PASSAGE TO READ:
Re: smbfs writepage & struct file

From: Linus Torvalds (torvalds@transmeta.com)
Date: Tue Dec 05 2000 - 18:57:34 EST


On Wed, 6 Dec 2000, Urban Widmark wrote:
>
> Hardlinks are not supported by smbfs, but they may be supported on the
> server side (ntfs). Haven't looked if smb has anything on this. Not sure
> if there are any implications on caching and such for smbfs. (If hardlinks
> need to be handled, smbfs is probably broken anyway wrt those).

Without hardlinks there will be a 1:1 relation between inodes and
dentries, which means that the dentry could be used as a mapping host.
Then you could just do

        struct dentry *dentry = (struct dentry *)mapping->host;

and get the inode from "dentry->d_inode". The problem with going the other
ways is that you can have an inode where the dentry has been reaped by
shrink_dcache() due to memory pressure, so the inode->i_dentry list could
in theory be empty. The reverse can never be true (if the dentry exists,
the inode will exist too).

HOWEVER, the problem with just making the dentry be the mapping host is
that I don't think it has ever been done before, so there is no good
source of examples on how to do this. You would just initialize it in
"smb_iget()", but then you'd have to pass the dentry down to that routine
in order to know what to initialize the mapping host to, of course.

WRITTEN REQUEST 1: Copy the smbfs message between "and get the" and "to, of course.", inclusive.
WRITTEN REQUEST 2: List every expression in the smbfs message that uses the -> operator.
The rows are not needed for anything here.

RECORD EXTRACTS:

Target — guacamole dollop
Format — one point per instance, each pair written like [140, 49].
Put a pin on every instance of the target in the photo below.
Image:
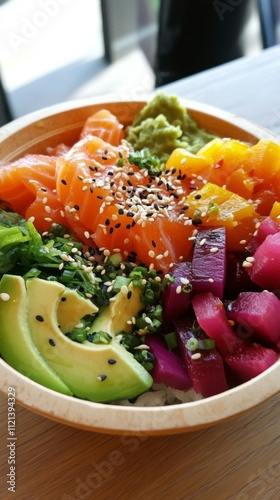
[164, 125]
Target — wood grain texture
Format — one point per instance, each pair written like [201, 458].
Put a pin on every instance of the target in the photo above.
[238, 460]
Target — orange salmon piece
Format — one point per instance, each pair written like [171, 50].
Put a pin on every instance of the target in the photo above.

SOLUTION 1:
and get the inode from "dentry->d_inode". The problem with going the other
ways is that you can have an inode where the dentry has been reaped by
shrink_dcache() due to memory pressure, so the inode->i_dentry list could
in theory be empty. The reverse can never be true (if the dentry exists,
the inode will exist too).

HOWEVER, the problem with just making the dentry be the mapping host is
that I don't think it has ever been done before, so there is no good
source of examples on how to do this. You would just initialize it in
"smb_iget()", but then you'd have to pass the dentry down to that routine
in order to know what to initialize the mapping host to, of course.

SOLUTION 2:
mapping->host
dentry->d_inode
inode->i_dentry